◆ **SELECTED EXCERPT**:
--

Nipple Sparing Mastectomy: An Outstanding Surgery for Some Patients
Like many cancers, the treatment for breast cancer has gone through its evolution. Surgical treatment in the beginning and well into most of the 20th century consisted of the radical mastectomy. This procedure involved removal of the breast, pectoralis major muscle and all of the lymph nodes of the axilla or armpit through a large incision. This was usually followed by chemotherapy and high dose radiation that left the patient severely cosmetically deformed. This initial “cure” lead to severe upper extremity lymphedema (that was untreatable), late destruction of the chest wall ribs and death due to the initial treatment or it’s complications.
In the mid-1960’s the modified radical mastectomy came into existence. This surgery involved removal of everything that the radial mastectomy did except the pectoralis major muscle. As minimal as it may seem this was a huge surgical advance and allowed for much better reconstructive possibilities. This surgery was the standard of care well into the 1990’s. But in the late 70’s and 80’s innovative surgeons introduced the skin-sparing mastectomy that removed the nipple areola complex and used a much smaller incision.
Finally, in the mid-1980’s the nipple sparing mastectomy was introduced. However, as with many procedures the indications for its use had to be determined and therefore it was not widely used. Finally we have understanding and indications for its use.

--

◆ **EXTRACTED INFORMATION**:
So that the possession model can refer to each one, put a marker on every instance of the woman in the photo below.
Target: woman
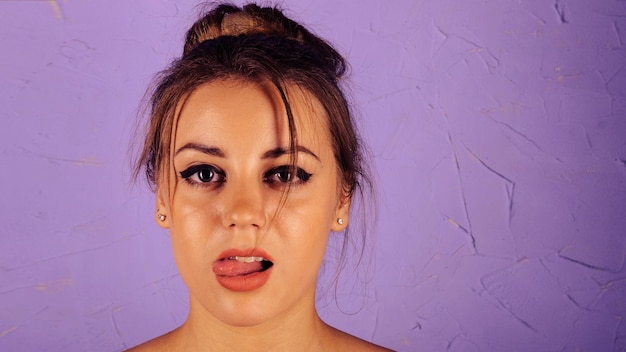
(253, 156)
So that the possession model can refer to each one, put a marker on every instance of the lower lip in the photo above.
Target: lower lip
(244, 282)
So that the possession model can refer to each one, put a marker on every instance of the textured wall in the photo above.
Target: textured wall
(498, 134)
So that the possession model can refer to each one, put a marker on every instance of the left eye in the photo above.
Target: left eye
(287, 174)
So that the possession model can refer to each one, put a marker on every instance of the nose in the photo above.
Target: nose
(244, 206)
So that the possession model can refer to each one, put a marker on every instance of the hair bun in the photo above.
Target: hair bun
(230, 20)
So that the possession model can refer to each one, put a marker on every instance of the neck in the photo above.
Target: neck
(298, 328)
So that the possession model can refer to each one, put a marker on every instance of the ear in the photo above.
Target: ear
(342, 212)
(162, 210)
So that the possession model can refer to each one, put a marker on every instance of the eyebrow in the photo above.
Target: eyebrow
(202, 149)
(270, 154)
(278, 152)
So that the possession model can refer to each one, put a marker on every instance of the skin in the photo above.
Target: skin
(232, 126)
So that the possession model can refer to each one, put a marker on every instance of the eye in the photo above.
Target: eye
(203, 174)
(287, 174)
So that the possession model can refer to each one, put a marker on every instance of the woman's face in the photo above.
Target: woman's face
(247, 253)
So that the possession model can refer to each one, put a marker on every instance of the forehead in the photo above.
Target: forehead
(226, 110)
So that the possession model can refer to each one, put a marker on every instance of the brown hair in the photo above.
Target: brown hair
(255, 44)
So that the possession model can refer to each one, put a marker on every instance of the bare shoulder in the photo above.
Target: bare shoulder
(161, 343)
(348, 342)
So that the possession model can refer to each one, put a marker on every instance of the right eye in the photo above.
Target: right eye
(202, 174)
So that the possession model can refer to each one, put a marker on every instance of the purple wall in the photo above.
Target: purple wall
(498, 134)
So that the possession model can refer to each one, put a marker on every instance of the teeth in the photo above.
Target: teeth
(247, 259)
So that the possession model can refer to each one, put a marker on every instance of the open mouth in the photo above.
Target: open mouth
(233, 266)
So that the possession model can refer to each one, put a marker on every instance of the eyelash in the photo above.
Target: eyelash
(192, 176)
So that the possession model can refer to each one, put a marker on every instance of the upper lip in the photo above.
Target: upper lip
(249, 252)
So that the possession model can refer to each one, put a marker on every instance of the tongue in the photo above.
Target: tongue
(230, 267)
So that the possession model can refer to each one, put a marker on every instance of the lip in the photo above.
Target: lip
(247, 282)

--

◆ **TASK A**:
Reproduce word for word the part of the passage on mastectomy starting with "In the mid-1960’s" and going on through "for its use.".
◆ **TASK B**:
When was the nipple sparing mastectomy introduced, according to the passage on mastectomy?
◆ **TASK C**:
Decide whether each statement agrees with the passage on mastectomy, answering yes or no and quoting the words that settle it: (i) The skin-sparing mastectomy left the nipple areola complex in place. (ii) The modified radical mastectomy was the standard of care well into the 1990s. (iii) The radical mastectomy was done through a small incision.

◆ **REPLY A**:
In the mid-1960’s the modified radical mastectomy came into existence. This surgery involved removal of everything that the radial mastectomy did except the pectoralis major muscle. As minimal as it may seem this was a huge surgical advance and allowed for much better reconstructive possibilities. This surgery was the standard of care well into the 1990’s. But in the late 70’s and 80’s innovative surgeons introduced the skin-sparing mastectomy that removed the nipple areola complex and used a much smaller incision.
Finally, in the mid-1980’s the nipple sparing mastectomy was introduced. However, as with many procedures the indications for its use had to be determined and therefore it was not widely used. Finally we have understanding and indications for its use.

◆ **REPLY B**:
In the mid-1980’s.

◆ **REPLY C**:
(i) No: "removed the nipple areola complex"
(ii) Yes: "This surgery was the standard of care well into the 1990’s."
(iii) No: "through a large incision"